EXERCISE DIRECTIONS
Write out the records again, exactly, leaving none out.

MATERIAL

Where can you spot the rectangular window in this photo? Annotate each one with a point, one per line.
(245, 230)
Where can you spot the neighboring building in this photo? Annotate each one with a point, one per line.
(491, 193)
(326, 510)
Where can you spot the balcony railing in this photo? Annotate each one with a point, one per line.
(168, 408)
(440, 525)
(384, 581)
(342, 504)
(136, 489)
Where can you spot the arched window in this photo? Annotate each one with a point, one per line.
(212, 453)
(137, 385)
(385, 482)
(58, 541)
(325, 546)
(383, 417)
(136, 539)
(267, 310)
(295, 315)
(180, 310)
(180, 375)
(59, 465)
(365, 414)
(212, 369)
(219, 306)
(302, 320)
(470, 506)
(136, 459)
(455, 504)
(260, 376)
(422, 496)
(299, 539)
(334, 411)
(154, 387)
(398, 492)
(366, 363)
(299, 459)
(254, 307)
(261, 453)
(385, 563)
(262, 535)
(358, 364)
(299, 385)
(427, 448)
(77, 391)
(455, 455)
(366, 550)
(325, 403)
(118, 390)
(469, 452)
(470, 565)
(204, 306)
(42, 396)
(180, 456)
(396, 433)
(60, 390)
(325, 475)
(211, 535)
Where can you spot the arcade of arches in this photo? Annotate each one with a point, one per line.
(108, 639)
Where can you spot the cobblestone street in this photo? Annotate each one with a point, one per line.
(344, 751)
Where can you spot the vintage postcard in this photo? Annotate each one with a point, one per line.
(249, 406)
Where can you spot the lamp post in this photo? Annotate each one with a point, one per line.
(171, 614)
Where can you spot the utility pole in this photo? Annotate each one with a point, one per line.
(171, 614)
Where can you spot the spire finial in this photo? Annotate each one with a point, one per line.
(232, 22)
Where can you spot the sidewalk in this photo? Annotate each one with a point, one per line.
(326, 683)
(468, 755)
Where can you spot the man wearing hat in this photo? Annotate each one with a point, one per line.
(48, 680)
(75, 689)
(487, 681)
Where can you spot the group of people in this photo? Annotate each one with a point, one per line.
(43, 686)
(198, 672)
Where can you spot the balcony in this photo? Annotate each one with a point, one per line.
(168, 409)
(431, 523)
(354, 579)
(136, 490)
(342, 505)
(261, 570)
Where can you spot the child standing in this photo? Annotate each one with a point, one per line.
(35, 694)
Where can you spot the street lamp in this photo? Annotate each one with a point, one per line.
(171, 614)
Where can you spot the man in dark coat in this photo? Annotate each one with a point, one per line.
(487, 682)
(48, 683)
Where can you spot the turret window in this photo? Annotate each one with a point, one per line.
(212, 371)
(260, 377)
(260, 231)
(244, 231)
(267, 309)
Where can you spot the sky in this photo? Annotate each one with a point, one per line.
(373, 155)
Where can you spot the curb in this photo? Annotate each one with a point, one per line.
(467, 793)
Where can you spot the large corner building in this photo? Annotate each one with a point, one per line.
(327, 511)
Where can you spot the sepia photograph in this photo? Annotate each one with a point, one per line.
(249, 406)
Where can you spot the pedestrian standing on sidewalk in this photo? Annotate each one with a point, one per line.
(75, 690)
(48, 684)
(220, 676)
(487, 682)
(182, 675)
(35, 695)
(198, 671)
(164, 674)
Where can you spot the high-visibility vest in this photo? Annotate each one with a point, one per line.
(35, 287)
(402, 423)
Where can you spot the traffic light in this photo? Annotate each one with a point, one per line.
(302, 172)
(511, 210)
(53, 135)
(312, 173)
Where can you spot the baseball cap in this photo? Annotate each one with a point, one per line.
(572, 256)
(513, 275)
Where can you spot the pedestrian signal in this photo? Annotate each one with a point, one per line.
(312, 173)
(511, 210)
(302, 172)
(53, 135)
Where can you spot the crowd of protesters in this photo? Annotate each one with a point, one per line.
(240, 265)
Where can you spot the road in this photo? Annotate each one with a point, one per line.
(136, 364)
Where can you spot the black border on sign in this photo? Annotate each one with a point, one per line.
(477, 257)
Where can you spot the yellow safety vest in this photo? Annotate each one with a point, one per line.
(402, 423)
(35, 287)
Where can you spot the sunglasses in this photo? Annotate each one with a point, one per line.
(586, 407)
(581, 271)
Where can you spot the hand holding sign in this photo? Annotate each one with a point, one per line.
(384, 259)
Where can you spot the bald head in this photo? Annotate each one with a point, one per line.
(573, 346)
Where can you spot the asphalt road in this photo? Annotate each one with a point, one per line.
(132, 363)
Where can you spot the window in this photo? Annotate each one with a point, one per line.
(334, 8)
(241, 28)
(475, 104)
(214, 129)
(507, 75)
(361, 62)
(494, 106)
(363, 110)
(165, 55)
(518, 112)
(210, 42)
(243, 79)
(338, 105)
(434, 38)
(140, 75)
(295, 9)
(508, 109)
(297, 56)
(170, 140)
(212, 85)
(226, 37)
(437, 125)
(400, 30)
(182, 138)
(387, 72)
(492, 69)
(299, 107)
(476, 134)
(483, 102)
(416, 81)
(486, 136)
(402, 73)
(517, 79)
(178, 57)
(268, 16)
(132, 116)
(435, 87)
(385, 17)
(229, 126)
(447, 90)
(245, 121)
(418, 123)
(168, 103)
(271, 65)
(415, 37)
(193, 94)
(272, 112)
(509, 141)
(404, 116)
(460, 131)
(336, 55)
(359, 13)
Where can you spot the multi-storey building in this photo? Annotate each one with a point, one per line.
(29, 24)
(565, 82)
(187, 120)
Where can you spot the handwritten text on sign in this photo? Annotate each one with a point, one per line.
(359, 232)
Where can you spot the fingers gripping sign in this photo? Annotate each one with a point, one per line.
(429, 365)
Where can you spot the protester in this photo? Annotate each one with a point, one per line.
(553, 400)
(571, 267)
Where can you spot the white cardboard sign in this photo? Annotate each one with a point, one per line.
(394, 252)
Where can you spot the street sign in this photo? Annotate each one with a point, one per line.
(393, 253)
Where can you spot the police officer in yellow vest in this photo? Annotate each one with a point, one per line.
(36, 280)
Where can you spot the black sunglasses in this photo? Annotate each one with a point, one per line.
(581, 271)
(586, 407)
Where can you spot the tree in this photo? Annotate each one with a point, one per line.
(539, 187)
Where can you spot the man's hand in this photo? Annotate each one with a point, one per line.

FINISHED TASK
Where can you spot the rectangular window in this photo? Annotate each one with a point, one per line.
(245, 230)
Where can you spot the neighboring building in this photo? Annotate each one with a point, one per line.
(491, 193)
(326, 510)
Where can you spot the balcony railing in this photo? Annotate each one with a point, one per line.
(168, 408)
(440, 525)
(384, 581)
(342, 504)
(136, 489)
Where can you spot the arched window in this photo? Annotate each one with a point, one per line.
(212, 453)
(137, 385)
(385, 482)
(58, 541)
(325, 546)
(383, 417)
(136, 539)
(267, 310)
(295, 315)
(180, 310)
(180, 375)
(59, 465)
(365, 414)
(212, 369)
(219, 306)
(302, 320)
(470, 506)
(136, 459)
(455, 504)
(260, 376)
(422, 496)
(299, 539)
(334, 411)
(154, 387)
(398, 492)
(366, 363)
(299, 459)
(254, 307)
(261, 453)
(385, 563)
(262, 535)
(358, 364)
(299, 385)
(427, 448)
(77, 391)
(455, 455)
(366, 550)
(325, 403)
(118, 390)
(469, 452)
(470, 565)
(204, 306)
(42, 396)
(180, 456)
(396, 433)
(60, 390)
(325, 475)
(211, 535)
Where can you spot the arcade of arches in this photo? Annotate each one with a point, one per line.
(108, 639)
Where can you spot the cobblestone street in this photo? Annotate each one with a point, one per line.
(344, 751)
Where can you spot the vintage postcard in this photo? Annotate each one with a point, one per line.
(249, 406)
Where can you spot the lamp post in this photo? Annotate each one with a point, one per line.
(171, 614)
Where can you spot the utility pole in this photo? Annotate each one with a point, one per line.
(171, 614)
Where can you spot the spire finial in this photo? Annotate each one with a point, one per line.
(232, 22)
Where can you spot the sidewalk in this photo? Annotate each one with a point, one per line.
(326, 683)
(468, 755)
Where can you spot the man wearing hat in this photo? Annotate each one with a point, one per line.
(48, 680)
(75, 689)
(487, 681)
Where can you spot the group of people in this photo? Annotate each one with a point, one per line.
(43, 686)
(198, 672)
Where can you spot the balcony in this photo? Annotate each one with a point, one per line.
(168, 409)
(431, 523)
(354, 579)
(136, 490)
(342, 505)
(261, 570)
Where can you spot the child standing in this photo? Annotate each one with a point, one per line.
(35, 694)
Where can you spot the street lamp in this photo? Annotate each one with a point, one per line.
(171, 614)
Where can you spot the man in dark coat in this photo? Annotate each one with a point, one per line.
(487, 682)
(48, 683)
Where can you spot the turret window in this photo? Annotate each one with a point, one per line.
(212, 371)
(260, 377)
(260, 231)
(244, 231)
(267, 309)
Where can you spot the sky in this photo? Annotate each one with a point, one per line.
(373, 155)
Where can you spot the curb in this photo? Annotate each one with a point, one per line.
(467, 793)
Where can you spot the large corner building in this photo? Annotate each one with a point, one per line.
(327, 511)
Where can you spot the sepia photograph in this photo? Annotate each one with a point, one per line.
(249, 406)
Where can you spot the pedestrian standing on sidewalk in this photo? Annotate each one with a point, one per line.
(75, 690)
(48, 684)
(220, 676)
(487, 682)
(182, 675)
(35, 695)
(198, 671)
(164, 674)
Where can you spot the high-visibility vest in this photo? Annotate each one with a point, one per line.
(35, 287)
(402, 423)
Where can you spot the traffic light in this photo? Annotate each one with a point, one per line.
(302, 172)
(511, 210)
(53, 135)
(312, 173)
Where can you spot the baseball cap in this photo? Annotate each one with a point, one per line.
(572, 256)
(513, 275)
Where can you spot the pedestrian signal in this photo? Annotate each one with a point, one per line.
(312, 173)
(511, 210)
(302, 172)
(53, 135)
Where can you spot the crowd of protesters in this photo? Annotate each one with a point, one per line.
(240, 265)
Where can you spot the road in this photo? Annotate each one with a point, one per line.
(136, 364)
Where can you spot the black border on sign in this photo? Annotate each one with a point, one per line.
(477, 257)
Where can you spot the yellow safety vest in this photo? Annotate each one with a point, one per line.
(402, 423)
(35, 287)
Where can you spot the sunglasses in this photo? Annotate each one with a point, one per line.
(586, 407)
(581, 271)
Where can you spot the hand holding sign in this photo? Annotate each one with a point, one per line.
(384, 259)
Where can you spot the bald head in this photo? Annotate each one with a point, one per line.
(573, 346)
Where can you spot the asphalt road in this photo? Annotate each one with a point, one per line.
(132, 363)
Where can you spot the window in this photo? Annotate each one with a point, one per line.
(334, 8)
(241, 28)
(475, 104)
(214, 129)
(507, 75)
(361, 62)
(494, 106)
(363, 110)
(165, 55)
(518, 112)
(210, 42)
(243, 79)
(338, 105)
(434, 38)
(140, 75)
(295, 9)
(508, 109)
(297, 56)
(170, 140)
(212, 85)
(226, 37)
(437, 125)
(400, 30)
(182, 138)
(387, 72)
(492, 69)
(299, 107)
(476, 134)
(483, 102)
(416, 81)
(486, 136)
(402, 73)
(517, 79)
(178, 57)
(268, 16)
(132, 116)
(435, 87)
(385, 17)
(229, 126)
(447, 90)
(245, 121)
(418, 123)
(168, 103)
(271, 65)
(415, 37)
(193, 94)
(272, 112)
(509, 141)
(404, 116)
(460, 131)
(336, 55)
(359, 13)
Where can you spot the multi-storey building in this photo? Annotate each one with a point, one per line.
(29, 24)
(565, 82)
(187, 120)
Where can you spot the handwritten text on sign in this photo? Annotate each one with a point, one per line.
(359, 232)
Where can you spot the fingers gripping sign in this photo? Annotate each one with a point, one per line.
(429, 365)
Where can you spot the protester in this photo? Annotate each one with a point, one per line.
(553, 400)
(571, 267)
Where can you spot the white cardboard sign in this photo? Annotate each one with a point, one per line.
(394, 252)
Where can you spot the street sign in this photo? Annotate each one with a point, one per line.
(393, 253)
Where can you spot the police officer in yellow vest in this photo? Annotate each one with a point, one per line.
(36, 280)
Where can you spot the black sunglasses in this photo? Annotate each one with a point, one per line.
(581, 271)
(586, 407)
Where can you spot the tree in this photo? Annotate each one with a point, one per line.
(539, 187)
Where can you spot the man's hand in this photo? Annotate each one with a point, one per line.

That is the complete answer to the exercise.